#### [提示された文章]
「トラジャのパッピオン」(2019年06月04日)

竹筒におかずを詰めて調理する方法も、もちろん行われている。南スラウェシ州トラジャ
地方の料理パッピオンpa'piongもそのひとつ。これも祝祭の場に欠かせない食べ物のひと
つだ。

パッピオンは直径8〜10センチ、長さ30〜40センチの竹筒の中を洗ってそのまま具
や調味料を詰め込み、例によって火の周囲に立てた支え木に立てかけて数時間焙る。出来
上がれば、竹を割ってそのままお召し上がりとなる。

使われる肉は豚がもっとも一般的なのだが、鶏や水牛が使われることもある。肉を取った
動物の血も混ぜられる。肉とブルナンコと呼ばれる野菜や、時にはバナナの若い幹も加え
られ、ショウガ・ニンニク・レモングラス・ヤシの果肉を削ったものから成るブンブを一
緒に混ぜてから竹に入りやすい大きさに切り、筒の中に詰め込むのである。

竹の底は節があるから大丈夫なのだが、上端開口部はバナナの葉でふたをしなければなら
ない。こうして火あぶりが始まると、竹筒は頻繁に回転させなければ煮え具合が半端にな
ってしまう。二三時間かければほぼ全体に火が回り、食べごろとなる。中身の水分がなく
なってくると竹筒の外側が黒くなるから、ひとつの目安になるだろう。

#### [取り組む課題]
1. パッピオンの文章に出てくるブンブの材料を、すべて挙げてください。
2. パッピオンの文章をもとに、次の問いに答えよ。
(a) パッピオンに使う竹筒の直径はどれくらいか。
(b) 竹筒の上端開口部のふたには何を使うか。
(c) 中身の水分がなくなってくると、竹筒の外側はどうなるか。
3. パッピオンの文章を、最後の文の続きから書き継げ。
このあとのエントリーは、ここでの作業にまったく関わらない。

#### [データ一覧]
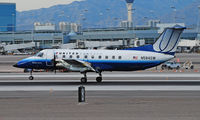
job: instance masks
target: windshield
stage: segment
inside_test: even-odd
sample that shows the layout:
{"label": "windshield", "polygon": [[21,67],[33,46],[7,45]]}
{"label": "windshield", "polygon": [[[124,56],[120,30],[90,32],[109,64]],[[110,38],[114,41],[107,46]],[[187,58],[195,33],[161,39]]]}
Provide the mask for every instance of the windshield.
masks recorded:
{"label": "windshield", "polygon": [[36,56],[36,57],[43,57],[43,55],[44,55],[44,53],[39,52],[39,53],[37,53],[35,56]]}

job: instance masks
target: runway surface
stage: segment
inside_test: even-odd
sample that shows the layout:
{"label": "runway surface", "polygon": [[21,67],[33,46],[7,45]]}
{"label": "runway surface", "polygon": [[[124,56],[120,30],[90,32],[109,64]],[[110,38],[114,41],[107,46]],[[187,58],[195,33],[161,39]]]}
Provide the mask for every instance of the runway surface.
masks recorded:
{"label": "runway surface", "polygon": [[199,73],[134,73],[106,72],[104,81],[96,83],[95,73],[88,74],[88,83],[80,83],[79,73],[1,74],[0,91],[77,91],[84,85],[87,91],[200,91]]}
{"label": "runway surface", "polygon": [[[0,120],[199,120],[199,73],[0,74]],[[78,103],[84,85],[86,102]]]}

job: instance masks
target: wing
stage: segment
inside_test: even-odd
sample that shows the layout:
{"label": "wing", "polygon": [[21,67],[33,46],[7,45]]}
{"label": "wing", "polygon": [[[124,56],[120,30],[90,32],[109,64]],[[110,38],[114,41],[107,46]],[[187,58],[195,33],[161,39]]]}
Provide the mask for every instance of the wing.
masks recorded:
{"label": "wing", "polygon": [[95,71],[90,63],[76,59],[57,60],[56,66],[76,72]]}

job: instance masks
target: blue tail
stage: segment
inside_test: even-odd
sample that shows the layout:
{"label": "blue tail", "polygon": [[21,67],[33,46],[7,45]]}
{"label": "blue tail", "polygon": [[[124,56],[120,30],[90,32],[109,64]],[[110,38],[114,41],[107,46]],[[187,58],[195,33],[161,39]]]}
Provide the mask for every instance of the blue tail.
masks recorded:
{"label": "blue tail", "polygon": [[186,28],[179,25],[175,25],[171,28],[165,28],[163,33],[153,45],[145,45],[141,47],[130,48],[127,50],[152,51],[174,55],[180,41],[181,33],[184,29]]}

#### [この演習の解答]
1. ショウガ、ニンニク、レモングラス、ヤシの果肉を削ったもの

2.
(a) 8〜10センチ
(b) バナナの葉
(c) 黒くなる

3.
トラジャではパッピオンにサンバルを添えて食べるのが普通だ。トゥトゥッラダtutu' lada
と呼ばれるトラジャ名物サンバルは、チャベラウィッ・トマト・ニンニクを粗くすりつぶ
し合わせて作る。この辛さはジャワのサンバルの比でなく、それを口にするとたいていの
ひとはマナド料理の辛さを思い浮かべるらしい。これをサンバルセタンsambal setanと呼
んだ人もあるくらいだ。


トラジャでは、葬礼の儀式があると、昼に大勢のひとびとが集まって、トゥアッtuakを酌
み交わしながら飯とパッピオンを食べる。トゥアッはアレンヤシの汁を発酵させた酒で、
外国人観光客はこれをトラジャビールあるいはトラジャファームワインなどと命名してい
るが、ヤシ酒だ。

観光客がタナトラジャを訪れたときにパッピオンを食べて見たいと思うなら、レストラン
に前もって注文しておかなければならないというのが昔の常識だったそうだ。今どうなっ
ているのかわたしにはわからないが、祭礼の日の晴れの食べ物だから平常時の暮らしにそ
れを食べるひとはいないということにちがいない。

この幻の美食ははたして商業化するだろうか?あるいは異種族異文化のわれわれが見よう
見まねで作ってみるほうが早いのだろうか?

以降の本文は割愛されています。